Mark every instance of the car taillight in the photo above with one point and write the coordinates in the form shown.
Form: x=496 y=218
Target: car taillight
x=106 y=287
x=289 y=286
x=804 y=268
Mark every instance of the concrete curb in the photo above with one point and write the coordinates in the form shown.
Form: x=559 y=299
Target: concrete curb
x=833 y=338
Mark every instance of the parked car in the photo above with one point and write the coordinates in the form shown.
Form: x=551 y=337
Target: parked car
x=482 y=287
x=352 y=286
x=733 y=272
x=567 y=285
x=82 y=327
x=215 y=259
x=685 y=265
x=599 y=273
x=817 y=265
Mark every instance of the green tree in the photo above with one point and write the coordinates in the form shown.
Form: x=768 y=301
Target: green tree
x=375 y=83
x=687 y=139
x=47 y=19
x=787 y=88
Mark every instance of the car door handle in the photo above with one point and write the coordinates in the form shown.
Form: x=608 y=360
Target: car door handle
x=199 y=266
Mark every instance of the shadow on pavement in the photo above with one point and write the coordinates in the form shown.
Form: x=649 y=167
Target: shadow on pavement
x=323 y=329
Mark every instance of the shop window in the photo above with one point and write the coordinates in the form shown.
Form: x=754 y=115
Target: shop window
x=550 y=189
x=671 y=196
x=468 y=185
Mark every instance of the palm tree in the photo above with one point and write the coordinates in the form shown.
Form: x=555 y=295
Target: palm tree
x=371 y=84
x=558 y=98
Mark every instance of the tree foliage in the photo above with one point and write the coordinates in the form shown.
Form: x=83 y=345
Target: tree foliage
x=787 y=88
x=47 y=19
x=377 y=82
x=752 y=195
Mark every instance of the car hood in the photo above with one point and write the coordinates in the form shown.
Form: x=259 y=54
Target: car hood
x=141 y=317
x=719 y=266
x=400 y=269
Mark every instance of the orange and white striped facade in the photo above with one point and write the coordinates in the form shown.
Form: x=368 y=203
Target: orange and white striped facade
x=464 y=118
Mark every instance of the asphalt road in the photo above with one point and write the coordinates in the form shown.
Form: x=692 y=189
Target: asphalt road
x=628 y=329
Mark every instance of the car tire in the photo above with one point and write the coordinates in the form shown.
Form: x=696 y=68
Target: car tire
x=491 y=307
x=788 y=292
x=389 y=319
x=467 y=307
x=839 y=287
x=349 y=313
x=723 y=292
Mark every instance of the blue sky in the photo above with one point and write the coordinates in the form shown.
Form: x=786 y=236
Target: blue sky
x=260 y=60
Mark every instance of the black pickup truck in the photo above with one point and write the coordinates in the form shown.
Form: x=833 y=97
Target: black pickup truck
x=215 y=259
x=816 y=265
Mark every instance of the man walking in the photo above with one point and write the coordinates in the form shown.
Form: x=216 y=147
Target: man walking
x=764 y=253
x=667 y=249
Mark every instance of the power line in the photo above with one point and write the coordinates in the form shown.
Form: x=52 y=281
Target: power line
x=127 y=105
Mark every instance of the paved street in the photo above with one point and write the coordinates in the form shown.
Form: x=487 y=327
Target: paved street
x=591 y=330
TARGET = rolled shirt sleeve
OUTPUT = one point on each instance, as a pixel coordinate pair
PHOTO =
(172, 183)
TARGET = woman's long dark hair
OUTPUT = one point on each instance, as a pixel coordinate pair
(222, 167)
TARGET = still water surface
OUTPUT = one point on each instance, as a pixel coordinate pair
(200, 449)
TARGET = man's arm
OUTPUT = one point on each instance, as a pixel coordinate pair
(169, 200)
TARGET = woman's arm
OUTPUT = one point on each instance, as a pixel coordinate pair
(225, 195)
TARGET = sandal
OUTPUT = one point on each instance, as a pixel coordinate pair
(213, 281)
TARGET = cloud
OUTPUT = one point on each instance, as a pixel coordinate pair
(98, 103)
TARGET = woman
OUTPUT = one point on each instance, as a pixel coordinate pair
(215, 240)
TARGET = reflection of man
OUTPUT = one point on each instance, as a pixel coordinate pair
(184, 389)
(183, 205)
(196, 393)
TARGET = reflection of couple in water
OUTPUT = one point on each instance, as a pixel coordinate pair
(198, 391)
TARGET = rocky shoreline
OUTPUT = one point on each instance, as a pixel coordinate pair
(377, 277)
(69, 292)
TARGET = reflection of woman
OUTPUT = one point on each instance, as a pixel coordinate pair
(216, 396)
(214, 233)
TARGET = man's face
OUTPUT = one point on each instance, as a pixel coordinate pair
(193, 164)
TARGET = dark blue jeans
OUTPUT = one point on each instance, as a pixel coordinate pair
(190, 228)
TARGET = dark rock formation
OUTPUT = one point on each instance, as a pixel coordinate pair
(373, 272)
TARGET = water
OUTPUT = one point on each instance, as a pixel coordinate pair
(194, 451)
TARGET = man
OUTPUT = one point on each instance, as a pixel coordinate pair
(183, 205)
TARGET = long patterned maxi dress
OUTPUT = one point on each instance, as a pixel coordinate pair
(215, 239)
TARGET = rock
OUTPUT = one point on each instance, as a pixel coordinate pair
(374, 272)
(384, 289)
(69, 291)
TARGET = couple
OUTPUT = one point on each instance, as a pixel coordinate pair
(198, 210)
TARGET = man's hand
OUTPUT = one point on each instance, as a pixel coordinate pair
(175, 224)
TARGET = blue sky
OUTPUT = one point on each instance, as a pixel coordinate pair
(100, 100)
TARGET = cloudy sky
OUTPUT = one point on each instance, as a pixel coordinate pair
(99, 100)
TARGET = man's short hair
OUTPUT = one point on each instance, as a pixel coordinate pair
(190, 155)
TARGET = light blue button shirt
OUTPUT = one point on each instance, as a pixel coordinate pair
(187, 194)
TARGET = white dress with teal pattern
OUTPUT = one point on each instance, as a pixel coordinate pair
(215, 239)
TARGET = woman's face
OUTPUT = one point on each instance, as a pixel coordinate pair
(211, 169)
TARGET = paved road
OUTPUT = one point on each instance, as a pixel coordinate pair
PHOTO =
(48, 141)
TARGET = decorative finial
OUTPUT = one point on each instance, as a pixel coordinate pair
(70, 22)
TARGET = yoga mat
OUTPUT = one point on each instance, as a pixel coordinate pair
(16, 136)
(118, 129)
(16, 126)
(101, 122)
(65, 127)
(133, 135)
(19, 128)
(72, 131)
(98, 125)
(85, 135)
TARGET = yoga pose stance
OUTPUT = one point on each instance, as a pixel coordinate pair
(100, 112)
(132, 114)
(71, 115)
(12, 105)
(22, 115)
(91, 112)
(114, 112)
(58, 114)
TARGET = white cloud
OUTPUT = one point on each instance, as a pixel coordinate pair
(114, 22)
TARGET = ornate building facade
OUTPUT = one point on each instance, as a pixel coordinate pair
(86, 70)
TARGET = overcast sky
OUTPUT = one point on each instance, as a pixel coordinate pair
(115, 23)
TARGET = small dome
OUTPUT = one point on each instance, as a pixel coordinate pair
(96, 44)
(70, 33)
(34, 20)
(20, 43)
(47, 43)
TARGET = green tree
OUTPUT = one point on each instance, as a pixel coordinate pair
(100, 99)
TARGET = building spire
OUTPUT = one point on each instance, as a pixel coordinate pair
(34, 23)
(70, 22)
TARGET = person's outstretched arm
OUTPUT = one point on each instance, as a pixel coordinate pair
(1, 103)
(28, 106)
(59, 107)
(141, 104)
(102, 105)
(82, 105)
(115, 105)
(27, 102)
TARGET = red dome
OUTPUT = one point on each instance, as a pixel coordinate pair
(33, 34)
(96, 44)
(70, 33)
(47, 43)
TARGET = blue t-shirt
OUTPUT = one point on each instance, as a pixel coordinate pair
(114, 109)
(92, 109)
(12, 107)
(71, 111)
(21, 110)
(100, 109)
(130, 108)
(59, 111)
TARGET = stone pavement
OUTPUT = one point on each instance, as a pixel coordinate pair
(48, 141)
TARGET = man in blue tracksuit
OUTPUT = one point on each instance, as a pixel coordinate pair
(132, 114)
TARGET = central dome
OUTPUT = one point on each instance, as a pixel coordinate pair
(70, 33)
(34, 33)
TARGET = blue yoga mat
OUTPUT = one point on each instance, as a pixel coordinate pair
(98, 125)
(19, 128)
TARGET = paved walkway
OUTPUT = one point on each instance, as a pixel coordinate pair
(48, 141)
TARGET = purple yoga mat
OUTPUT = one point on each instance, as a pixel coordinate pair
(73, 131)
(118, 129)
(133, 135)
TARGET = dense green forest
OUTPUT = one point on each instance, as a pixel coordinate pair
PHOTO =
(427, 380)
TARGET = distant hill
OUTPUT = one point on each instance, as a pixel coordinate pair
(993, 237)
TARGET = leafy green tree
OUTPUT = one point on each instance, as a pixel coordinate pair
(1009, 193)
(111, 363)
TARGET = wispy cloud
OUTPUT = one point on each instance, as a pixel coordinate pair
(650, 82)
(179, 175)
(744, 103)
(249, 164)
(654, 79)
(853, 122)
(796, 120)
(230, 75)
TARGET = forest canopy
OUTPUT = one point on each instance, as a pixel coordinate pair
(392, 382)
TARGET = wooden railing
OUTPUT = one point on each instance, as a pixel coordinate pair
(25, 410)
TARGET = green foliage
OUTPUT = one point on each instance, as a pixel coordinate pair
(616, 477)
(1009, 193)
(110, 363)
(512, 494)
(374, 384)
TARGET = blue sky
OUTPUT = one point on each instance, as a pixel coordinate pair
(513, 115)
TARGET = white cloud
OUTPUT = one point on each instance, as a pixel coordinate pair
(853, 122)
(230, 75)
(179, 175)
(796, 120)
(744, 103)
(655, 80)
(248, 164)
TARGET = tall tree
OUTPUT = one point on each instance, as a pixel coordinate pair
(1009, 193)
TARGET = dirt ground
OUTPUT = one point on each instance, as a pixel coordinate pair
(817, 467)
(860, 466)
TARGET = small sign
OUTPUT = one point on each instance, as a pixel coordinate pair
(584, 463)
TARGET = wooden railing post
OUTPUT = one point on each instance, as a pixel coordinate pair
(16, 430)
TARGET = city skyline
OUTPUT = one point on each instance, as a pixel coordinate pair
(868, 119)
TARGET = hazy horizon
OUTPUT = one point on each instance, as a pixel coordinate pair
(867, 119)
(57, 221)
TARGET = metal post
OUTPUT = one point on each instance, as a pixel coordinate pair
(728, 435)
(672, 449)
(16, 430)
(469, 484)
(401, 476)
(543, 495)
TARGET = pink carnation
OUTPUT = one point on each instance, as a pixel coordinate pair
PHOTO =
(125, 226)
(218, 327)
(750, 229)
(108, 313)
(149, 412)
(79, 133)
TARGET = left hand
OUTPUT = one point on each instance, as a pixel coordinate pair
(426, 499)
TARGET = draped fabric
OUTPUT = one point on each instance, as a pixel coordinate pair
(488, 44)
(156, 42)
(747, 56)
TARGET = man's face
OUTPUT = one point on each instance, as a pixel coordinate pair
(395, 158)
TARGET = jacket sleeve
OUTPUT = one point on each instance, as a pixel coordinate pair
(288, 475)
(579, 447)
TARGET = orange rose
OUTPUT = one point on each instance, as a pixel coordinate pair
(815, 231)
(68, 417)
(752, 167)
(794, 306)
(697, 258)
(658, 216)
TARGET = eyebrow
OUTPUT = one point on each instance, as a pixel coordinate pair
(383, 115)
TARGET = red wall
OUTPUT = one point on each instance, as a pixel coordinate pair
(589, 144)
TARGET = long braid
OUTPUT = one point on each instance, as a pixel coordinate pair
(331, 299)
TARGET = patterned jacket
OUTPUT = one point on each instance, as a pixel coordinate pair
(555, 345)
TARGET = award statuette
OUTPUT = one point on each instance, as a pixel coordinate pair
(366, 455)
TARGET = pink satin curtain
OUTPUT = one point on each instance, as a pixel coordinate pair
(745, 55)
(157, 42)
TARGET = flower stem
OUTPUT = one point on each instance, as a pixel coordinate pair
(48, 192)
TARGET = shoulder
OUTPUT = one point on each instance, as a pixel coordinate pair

= = =

*EXERCISE TASK*.
Please return, word for word, the lines of the records above from the line with "TARGET = metal post" through the final line of the records. Include that first line and the final line.

*ANSWER TO THIS PROBLEM*.
TARGET = metal post
OUTPUT = one point on each instance, as a pixel coordinate pair
(728, 435)
(672, 449)
(16, 430)
(469, 484)
(401, 476)
(543, 495)
TARGET = pink carnation
OUTPUT = one point on each instance, as a pixel coordinate pair
PHOTO =
(125, 226)
(218, 327)
(750, 229)
(108, 313)
(149, 412)
(79, 133)
TARGET = left hand
OUTPUT = one point on each instance, as a pixel coordinate pair
(426, 499)
TARGET = draped fabric
OUTPUT = one point on each instance, as a pixel coordinate pair
(488, 44)
(156, 42)
(747, 56)
TARGET = man's face
OUTPUT = one point on each instance, as a pixel coordinate pair
(395, 158)
TARGET = jacket sleeve
OUTPUT = one point on each instance, as a pixel coordinate pair
(288, 475)
(579, 447)
TARGET = orange rose
OUTPUT = one point on each instance, as a pixel coordinate pair
(815, 231)
(68, 417)
(752, 167)
(794, 306)
(697, 258)
(658, 216)
TARGET = eyebrow
OUTPUT = one point on each instance, as a pixel coordinate pair
(383, 115)
TARGET = red wall
OUTPUT = one point on each instance, as a pixel coordinate pair
(589, 144)
TARGET = long braid
OUTPUT = one point on each instance, as a pixel coordinate pair
(331, 299)
TARGET = patterned jacket
OUTPUT = one point on each instance, as a pixel coordinate pair
(555, 345)
TARGET = award statuette
OUTPUT = one point on each instance, as a pixel coordinate pair
(366, 455)
TARGET = pink satin curtain
OUTPUT = one point on each instance, as a pixel coordinate pair
(745, 55)
(157, 42)
TARGET = flower stem
OUTPUT = one point on each instance, as a pixel coordinate pair
(48, 192)
TARGET = shoulder
OUTPUT = one point on each instance, as a pixel coordinate pair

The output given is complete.